(Stored records)
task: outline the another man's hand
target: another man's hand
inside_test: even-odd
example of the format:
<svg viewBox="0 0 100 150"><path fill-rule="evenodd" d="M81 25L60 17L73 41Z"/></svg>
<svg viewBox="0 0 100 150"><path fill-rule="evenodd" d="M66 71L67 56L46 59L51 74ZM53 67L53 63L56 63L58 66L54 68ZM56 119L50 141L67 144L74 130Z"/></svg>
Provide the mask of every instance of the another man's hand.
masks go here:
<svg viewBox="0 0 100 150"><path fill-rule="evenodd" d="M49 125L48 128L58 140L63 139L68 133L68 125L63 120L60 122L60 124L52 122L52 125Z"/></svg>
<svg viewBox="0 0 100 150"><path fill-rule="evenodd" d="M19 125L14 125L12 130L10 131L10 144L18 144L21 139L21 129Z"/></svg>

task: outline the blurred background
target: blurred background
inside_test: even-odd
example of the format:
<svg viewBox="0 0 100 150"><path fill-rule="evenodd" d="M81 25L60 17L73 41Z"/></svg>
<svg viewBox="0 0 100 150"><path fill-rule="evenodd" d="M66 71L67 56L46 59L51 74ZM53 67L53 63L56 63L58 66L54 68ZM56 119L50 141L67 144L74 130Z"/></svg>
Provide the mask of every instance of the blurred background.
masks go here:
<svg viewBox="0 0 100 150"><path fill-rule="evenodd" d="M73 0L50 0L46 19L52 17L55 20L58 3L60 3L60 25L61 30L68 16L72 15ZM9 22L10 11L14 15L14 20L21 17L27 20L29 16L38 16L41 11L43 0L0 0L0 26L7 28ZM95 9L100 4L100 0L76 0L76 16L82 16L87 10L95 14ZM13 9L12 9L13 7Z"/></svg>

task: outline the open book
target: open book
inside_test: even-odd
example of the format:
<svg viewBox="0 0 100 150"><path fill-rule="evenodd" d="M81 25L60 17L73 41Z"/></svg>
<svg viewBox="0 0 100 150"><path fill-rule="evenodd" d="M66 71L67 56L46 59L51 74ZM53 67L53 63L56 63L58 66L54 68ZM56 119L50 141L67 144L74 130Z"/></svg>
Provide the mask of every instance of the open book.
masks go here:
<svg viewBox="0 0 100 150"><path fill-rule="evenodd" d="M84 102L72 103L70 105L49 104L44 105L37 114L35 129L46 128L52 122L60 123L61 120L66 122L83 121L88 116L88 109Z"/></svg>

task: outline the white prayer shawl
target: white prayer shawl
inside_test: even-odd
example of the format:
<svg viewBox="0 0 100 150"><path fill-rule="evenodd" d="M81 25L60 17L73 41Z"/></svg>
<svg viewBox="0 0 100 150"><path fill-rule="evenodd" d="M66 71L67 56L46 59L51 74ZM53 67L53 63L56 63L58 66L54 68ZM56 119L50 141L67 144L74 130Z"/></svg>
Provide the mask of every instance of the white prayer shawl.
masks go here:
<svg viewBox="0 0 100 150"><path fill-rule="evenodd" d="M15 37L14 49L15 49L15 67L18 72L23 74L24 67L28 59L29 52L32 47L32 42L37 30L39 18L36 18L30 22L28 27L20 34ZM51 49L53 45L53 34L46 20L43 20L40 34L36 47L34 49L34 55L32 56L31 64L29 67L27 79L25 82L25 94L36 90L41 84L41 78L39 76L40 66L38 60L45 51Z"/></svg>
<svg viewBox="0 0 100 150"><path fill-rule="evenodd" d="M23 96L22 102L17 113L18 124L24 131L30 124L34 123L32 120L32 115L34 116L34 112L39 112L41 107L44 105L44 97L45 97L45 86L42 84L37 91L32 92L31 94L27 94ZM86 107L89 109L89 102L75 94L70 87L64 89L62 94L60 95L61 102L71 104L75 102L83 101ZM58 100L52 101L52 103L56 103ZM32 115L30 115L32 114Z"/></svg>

§ **The problem**:
Emit the full listing verbatim.

§ **Response**:
task: outline the another man's hand
target: another man's hand
inside_test: even-odd
example of the format:
<svg viewBox="0 0 100 150"><path fill-rule="evenodd" d="M81 25L60 17L73 41Z"/></svg>
<svg viewBox="0 0 100 150"><path fill-rule="evenodd" d="M66 71L67 56L46 59L51 74ZM53 67L53 63L56 63L58 66L54 68ZM56 119L50 141L67 144L74 130Z"/></svg>
Provide the mask of every instance of the another man's hand.
masks go here:
<svg viewBox="0 0 100 150"><path fill-rule="evenodd" d="M49 125L48 128L58 140L63 139L68 133L68 125L63 120L60 122L60 124L52 122L52 125Z"/></svg>
<svg viewBox="0 0 100 150"><path fill-rule="evenodd" d="M19 125L14 125L12 130L10 131L10 144L18 144L21 139L21 129Z"/></svg>

task: outline the blurred background
target: blurred background
inside_test: even-odd
example of the format:
<svg viewBox="0 0 100 150"><path fill-rule="evenodd" d="M81 25L60 17L73 41Z"/></svg>
<svg viewBox="0 0 100 150"><path fill-rule="evenodd" d="M66 71L67 56L46 59L51 74ZM53 67L53 63L56 63L58 66L54 68ZM56 119L50 141L67 144L74 130Z"/></svg>
Provide the mask of every instance of the blurred background.
masks go here:
<svg viewBox="0 0 100 150"><path fill-rule="evenodd" d="M73 0L50 0L46 19L52 17L55 20L58 3L60 3L60 25L61 30L68 16L72 15ZM9 22L10 11L14 15L14 20L21 17L27 20L29 16L38 16L41 11L43 0L0 0L0 26L7 28ZM95 9L100 4L100 0L76 0L76 16L82 16L87 10L95 14ZM13 9L12 9L13 7Z"/></svg>

task: outline the open book
target: open book
inside_test: even-odd
example of the format:
<svg viewBox="0 0 100 150"><path fill-rule="evenodd" d="M81 25L60 17L73 41Z"/></svg>
<svg viewBox="0 0 100 150"><path fill-rule="evenodd" d="M66 71L67 56L46 59L51 74ZM53 67L53 63L56 63L58 66L54 68ZM56 119L50 141L67 144L74 130Z"/></svg>
Provide the mask of every instance of the open book.
masks go here:
<svg viewBox="0 0 100 150"><path fill-rule="evenodd" d="M84 102L72 103L70 105L49 104L44 105L37 114L35 129L46 128L52 122L60 123L61 120L66 122L83 121L88 116L88 109Z"/></svg>

task: outline the white prayer shawl
target: white prayer shawl
inside_test: even-odd
example of the format:
<svg viewBox="0 0 100 150"><path fill-rule="evenodd" d="M81 25L60 17L73 41Z"/></svg>
<svg viewBox="0 0 100 150"><path fill-rule="evenodd" d="M66 71L67 56L46 59L51 74ZM53 67L53 63L56 63L58 66L54 68ZM56 119L50 141L67 144L74 130Z"/></svg>
Provide the mask of every instance of the white prayer shawl.
masks go here:
<svg viewBox="0 0 100 150"><path fill-rule="evenodd" d="M15 37L14 49L15 49L15 67L18 72L23 74L24 67L28 59L29 52L32 47L32 42L37 30L39 18L36 18L30 22L28 27L20 34ZM51 49L53 45L53 34L46 20L43 20L40 34L36 47L34 49L34 55L32 56L31 64L29 67L27 79L25 82L25 94L36 90L41 84L41 78L39 76L40 66L38 60L45 51Z"/></svg>
<svg viewBox="0 0 100 150"><path fill-rule="evenodd" d="M23 96L22 102L17 113L18 124L24 131L30 124L34 123L32 120L32 115L34 116L34 112L39 112L41 107L44 105L44 97L45 97L45 86L42 84L37 91L32 92L31 94L27 94ZM86 107L89 109L89 102L75 94L70 87L64 89L62 94L60 95L61 102L71 104L75 102L83 101ZM58 100L52 101L52 103L56 103ZM32 115L30 115L32 114Z"/></svg>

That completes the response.